=== Section Start ===

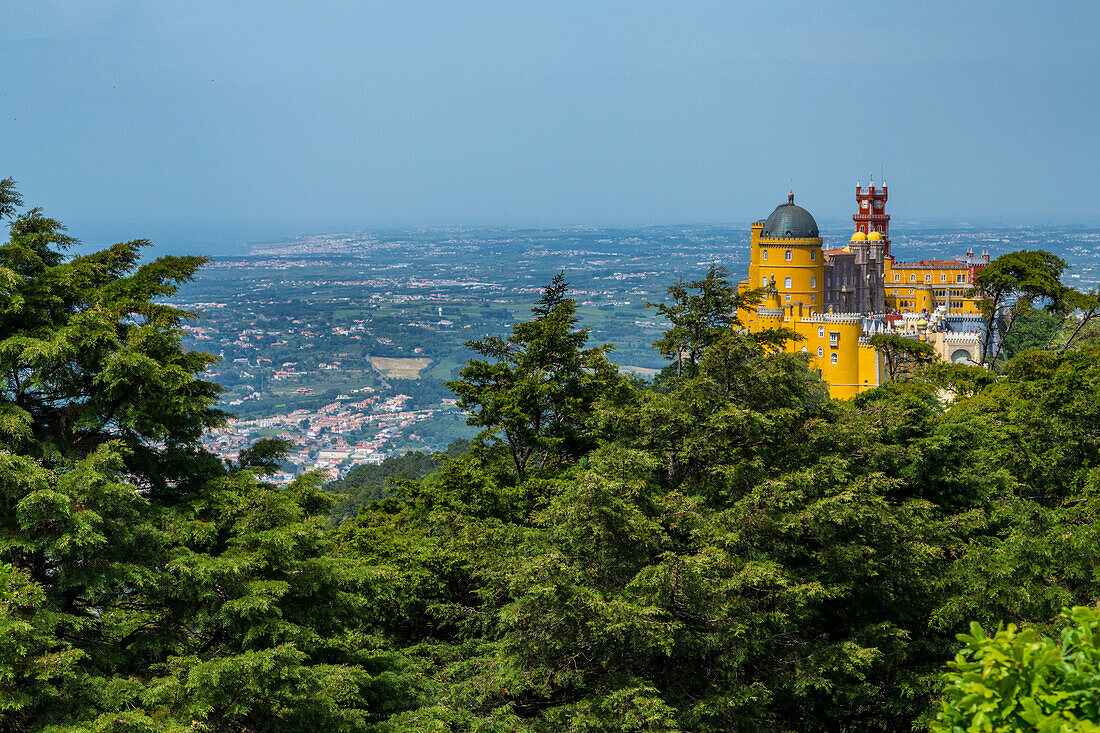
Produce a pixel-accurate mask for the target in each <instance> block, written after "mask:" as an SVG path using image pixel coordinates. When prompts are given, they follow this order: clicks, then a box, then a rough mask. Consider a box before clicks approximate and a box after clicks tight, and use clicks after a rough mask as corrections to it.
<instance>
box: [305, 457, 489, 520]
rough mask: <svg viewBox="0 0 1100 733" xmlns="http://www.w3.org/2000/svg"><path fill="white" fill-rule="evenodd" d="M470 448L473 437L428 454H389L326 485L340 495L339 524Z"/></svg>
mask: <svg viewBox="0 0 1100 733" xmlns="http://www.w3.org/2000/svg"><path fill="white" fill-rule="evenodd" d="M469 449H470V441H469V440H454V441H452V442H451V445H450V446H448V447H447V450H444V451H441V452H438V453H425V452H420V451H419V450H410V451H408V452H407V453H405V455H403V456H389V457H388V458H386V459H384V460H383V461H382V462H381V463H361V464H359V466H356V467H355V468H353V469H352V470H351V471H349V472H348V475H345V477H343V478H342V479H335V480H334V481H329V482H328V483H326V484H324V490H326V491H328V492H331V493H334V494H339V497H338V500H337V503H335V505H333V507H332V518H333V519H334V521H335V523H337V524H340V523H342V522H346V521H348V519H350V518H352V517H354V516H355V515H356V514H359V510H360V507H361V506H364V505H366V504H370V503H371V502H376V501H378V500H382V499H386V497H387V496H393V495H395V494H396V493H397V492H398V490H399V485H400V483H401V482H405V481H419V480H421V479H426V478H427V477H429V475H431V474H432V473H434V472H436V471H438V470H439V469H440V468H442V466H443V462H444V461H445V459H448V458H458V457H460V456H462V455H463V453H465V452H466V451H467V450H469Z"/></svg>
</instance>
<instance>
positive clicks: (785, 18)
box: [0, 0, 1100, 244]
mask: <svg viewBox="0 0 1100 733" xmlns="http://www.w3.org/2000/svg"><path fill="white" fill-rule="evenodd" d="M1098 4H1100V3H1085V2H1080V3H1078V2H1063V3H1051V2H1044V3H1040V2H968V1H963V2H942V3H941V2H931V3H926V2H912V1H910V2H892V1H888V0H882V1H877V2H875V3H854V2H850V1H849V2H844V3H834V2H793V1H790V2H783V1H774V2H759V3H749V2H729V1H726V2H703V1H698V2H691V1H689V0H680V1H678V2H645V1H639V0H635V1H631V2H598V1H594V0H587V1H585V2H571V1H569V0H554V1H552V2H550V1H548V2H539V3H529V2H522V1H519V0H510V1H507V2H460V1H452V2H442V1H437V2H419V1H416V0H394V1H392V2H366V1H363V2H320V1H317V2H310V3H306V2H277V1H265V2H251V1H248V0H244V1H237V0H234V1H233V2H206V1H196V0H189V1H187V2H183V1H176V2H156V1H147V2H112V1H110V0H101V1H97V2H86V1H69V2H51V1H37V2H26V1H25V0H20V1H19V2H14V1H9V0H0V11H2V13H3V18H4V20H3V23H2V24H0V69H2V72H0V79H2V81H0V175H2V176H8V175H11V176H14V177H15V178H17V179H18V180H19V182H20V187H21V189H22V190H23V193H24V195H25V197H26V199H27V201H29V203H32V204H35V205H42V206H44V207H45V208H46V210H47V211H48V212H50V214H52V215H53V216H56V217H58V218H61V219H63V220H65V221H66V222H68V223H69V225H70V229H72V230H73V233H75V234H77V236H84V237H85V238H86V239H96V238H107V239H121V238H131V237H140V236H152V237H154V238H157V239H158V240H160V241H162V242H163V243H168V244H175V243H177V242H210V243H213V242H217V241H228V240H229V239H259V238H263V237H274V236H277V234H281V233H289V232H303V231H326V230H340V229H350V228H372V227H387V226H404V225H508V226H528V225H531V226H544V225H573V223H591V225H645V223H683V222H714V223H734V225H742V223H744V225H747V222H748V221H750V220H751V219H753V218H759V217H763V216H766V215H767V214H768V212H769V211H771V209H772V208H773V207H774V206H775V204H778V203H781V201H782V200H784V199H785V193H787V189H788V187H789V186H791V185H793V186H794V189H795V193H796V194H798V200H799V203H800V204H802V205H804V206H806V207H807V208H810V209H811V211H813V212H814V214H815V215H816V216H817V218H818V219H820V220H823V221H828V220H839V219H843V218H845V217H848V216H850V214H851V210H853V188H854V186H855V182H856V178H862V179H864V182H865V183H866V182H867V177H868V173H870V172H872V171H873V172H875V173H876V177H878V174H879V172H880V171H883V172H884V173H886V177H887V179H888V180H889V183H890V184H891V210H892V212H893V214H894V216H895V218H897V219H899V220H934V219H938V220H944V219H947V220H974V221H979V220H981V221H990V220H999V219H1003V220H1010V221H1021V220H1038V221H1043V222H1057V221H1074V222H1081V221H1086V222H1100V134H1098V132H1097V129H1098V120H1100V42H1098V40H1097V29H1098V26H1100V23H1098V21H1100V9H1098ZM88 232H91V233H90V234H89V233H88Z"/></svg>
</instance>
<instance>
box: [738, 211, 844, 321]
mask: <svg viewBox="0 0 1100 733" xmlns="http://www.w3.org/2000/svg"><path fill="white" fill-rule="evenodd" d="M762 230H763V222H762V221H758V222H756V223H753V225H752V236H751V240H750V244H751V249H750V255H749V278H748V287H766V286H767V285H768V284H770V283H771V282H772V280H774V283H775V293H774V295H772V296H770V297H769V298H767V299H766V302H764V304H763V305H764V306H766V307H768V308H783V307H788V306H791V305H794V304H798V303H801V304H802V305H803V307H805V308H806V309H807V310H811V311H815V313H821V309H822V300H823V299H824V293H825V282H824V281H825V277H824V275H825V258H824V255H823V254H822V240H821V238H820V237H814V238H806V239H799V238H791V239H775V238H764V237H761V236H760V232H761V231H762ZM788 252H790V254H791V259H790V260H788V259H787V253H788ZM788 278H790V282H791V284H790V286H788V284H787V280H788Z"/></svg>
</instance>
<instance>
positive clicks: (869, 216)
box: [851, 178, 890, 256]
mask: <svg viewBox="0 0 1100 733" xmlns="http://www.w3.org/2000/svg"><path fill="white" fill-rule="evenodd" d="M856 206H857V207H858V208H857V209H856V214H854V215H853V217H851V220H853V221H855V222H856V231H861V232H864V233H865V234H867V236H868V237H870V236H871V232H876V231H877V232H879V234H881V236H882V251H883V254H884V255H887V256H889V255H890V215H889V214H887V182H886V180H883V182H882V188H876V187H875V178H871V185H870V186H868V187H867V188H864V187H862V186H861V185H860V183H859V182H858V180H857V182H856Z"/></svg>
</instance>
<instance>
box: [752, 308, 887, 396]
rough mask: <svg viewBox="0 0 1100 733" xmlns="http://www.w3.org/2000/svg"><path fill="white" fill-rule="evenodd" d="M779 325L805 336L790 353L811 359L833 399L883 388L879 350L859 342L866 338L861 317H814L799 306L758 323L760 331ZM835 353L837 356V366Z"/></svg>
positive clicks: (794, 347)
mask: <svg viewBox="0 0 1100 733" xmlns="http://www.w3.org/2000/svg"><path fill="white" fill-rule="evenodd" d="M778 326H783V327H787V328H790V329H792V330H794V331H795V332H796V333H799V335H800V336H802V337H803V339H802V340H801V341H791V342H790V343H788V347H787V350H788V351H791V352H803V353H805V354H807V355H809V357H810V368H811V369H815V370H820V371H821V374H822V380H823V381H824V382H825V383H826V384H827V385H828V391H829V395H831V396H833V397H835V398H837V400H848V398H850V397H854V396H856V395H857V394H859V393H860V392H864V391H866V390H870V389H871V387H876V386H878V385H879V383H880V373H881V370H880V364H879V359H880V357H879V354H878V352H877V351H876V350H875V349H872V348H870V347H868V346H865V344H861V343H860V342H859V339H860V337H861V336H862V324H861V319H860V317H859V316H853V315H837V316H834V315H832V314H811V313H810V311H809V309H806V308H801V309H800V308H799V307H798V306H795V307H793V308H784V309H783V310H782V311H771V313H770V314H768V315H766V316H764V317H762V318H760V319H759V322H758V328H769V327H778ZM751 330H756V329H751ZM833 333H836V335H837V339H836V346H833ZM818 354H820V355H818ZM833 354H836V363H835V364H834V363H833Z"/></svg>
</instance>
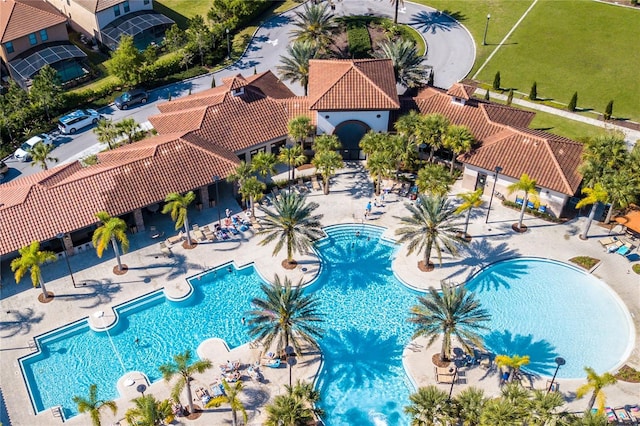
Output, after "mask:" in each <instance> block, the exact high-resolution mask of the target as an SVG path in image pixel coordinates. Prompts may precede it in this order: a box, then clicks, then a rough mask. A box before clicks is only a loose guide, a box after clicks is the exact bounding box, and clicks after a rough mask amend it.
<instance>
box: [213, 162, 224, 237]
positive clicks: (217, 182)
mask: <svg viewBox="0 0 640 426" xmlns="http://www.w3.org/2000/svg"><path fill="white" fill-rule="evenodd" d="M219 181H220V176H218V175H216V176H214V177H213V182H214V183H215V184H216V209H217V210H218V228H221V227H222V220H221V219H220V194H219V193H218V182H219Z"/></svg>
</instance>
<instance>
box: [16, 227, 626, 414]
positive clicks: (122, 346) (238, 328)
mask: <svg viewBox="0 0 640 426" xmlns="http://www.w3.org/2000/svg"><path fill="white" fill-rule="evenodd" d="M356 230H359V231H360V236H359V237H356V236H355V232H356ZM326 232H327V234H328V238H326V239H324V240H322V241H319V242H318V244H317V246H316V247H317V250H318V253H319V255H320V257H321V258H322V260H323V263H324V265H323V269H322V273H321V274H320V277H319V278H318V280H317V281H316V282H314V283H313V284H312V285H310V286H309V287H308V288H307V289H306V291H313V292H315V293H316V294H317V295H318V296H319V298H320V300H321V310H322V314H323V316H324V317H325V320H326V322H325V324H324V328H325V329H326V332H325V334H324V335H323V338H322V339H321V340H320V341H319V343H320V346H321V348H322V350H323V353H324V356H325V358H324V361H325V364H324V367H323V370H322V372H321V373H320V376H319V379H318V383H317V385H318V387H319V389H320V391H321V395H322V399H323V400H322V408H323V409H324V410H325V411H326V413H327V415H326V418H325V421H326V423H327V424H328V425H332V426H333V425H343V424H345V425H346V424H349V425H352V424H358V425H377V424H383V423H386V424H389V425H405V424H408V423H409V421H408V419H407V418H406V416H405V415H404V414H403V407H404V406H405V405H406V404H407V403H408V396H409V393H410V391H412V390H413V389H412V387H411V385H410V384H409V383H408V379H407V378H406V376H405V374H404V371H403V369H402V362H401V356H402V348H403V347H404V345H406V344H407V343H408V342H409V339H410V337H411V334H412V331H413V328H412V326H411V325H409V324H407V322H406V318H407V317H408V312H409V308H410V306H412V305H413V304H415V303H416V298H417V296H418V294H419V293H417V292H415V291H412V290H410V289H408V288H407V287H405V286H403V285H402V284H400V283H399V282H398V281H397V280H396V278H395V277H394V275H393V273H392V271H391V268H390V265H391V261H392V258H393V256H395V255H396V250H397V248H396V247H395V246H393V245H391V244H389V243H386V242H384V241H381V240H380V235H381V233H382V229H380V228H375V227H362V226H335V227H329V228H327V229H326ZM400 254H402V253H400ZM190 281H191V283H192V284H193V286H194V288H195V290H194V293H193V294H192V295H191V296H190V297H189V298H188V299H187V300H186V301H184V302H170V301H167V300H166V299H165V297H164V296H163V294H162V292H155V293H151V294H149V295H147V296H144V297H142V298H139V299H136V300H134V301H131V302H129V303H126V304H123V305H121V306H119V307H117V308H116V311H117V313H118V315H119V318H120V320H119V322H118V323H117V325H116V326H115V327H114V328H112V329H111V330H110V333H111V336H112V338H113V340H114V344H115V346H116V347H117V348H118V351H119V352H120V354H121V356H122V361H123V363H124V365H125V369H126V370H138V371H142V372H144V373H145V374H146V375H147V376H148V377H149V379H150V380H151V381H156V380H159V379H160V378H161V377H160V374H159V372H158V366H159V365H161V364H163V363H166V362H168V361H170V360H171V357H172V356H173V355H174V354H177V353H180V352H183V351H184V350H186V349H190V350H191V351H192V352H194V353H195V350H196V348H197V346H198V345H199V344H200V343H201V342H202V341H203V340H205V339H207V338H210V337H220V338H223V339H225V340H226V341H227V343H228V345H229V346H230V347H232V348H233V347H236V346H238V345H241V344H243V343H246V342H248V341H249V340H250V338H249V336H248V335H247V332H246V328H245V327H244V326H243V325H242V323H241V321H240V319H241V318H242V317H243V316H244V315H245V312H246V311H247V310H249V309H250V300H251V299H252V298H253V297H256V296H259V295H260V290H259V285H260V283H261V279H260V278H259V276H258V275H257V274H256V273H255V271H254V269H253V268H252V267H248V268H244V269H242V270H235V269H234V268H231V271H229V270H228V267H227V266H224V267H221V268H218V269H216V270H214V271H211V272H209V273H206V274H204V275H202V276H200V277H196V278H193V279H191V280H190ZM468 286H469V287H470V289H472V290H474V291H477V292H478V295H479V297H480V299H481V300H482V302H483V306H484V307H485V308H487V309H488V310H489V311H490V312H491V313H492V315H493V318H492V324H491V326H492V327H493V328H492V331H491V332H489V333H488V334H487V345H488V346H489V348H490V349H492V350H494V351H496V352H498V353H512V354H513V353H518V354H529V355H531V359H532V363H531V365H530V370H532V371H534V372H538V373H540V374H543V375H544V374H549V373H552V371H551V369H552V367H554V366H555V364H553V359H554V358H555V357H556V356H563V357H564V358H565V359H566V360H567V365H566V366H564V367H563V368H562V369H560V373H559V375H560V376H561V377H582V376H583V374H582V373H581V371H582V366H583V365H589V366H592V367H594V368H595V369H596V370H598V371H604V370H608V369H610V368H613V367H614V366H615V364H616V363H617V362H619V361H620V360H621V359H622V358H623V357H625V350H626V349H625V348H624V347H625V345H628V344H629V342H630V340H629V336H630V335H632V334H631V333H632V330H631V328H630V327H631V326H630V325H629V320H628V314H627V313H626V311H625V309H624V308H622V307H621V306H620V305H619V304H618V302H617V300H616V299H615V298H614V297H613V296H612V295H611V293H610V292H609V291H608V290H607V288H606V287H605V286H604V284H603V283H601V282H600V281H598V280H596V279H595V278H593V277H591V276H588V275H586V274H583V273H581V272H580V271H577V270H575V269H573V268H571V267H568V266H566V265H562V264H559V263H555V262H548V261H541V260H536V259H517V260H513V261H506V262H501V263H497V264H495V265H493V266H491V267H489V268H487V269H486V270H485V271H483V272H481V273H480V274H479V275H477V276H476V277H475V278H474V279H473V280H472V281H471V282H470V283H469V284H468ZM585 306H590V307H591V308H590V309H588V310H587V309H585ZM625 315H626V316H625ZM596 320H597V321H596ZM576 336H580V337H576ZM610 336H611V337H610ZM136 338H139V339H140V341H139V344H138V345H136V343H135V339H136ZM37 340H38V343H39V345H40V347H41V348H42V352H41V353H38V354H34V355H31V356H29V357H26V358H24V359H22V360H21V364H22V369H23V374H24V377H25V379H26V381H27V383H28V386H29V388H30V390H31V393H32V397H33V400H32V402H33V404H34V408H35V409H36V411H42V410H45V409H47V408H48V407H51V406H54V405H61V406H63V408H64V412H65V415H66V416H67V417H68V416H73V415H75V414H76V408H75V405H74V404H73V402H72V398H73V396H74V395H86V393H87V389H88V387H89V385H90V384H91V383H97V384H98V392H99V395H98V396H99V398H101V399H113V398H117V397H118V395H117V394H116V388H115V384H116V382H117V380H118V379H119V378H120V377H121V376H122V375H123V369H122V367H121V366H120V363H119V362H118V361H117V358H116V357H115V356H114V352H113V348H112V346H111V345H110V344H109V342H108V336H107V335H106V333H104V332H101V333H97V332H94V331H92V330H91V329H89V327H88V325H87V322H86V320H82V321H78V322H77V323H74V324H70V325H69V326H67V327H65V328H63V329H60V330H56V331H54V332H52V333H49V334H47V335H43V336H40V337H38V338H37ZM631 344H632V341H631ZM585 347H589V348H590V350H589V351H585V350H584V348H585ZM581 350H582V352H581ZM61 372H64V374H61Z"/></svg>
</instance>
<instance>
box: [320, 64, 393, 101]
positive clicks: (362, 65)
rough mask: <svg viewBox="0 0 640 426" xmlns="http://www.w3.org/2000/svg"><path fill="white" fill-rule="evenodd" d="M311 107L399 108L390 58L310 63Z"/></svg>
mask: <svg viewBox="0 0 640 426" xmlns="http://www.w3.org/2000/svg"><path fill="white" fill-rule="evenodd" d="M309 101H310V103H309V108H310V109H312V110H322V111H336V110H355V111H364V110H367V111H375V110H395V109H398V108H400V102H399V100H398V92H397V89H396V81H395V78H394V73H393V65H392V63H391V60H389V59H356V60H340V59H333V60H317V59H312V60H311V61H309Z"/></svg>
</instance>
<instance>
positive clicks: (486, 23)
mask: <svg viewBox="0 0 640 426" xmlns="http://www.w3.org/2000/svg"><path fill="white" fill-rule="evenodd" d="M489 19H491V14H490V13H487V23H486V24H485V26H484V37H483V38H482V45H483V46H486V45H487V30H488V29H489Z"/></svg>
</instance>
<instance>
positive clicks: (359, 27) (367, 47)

=== Section End ===

_What you will do_
In the material above, the line with "107L399 108L390 58L310" marks the start. Print it and every line after it through the last, exactly.

_Response area_
rough mask: <svg viewBox="0 0 640 426" xmlns="http://www.w3.org/2000/svg"><path fill="white" fill-rule="evenodd" d="M311 107L399 108L390 58L310 63Z"/></svg>
mask: <svg viewBox="0 0 640 426" xmlns="http://www.w3.org/2000/svg"><path fill="white" fill-rule="evenodd" d="M309 101H310V103H309V108H310V109H312V110H322V111H336V110H355V111H364V110H367V111H375V110H395V109H398V108H400V102H399V100H398V92H397V89H396V81H395V78H394V73H393V65H392V63H391V60H389V59H356V60H340V59H333V60H317V59H312V60H311V61H309Z"/></svg>
</instance>
<instance>
positive clicks: (486, 23)
mask: <svg viewBox="0 0 640 426" xmlns="http://www.w3.org/2000/svg"><path fill="white" fill-rule="evenodd" d="M489 19H491V14H490V13H487V23H486V24H485V26H484V37H483V38H482V45H483V46H486V45H487V30H488V29H489Z"/></svg>
</instance>
<instance>
positive clicks: (359, 27) (367, 47)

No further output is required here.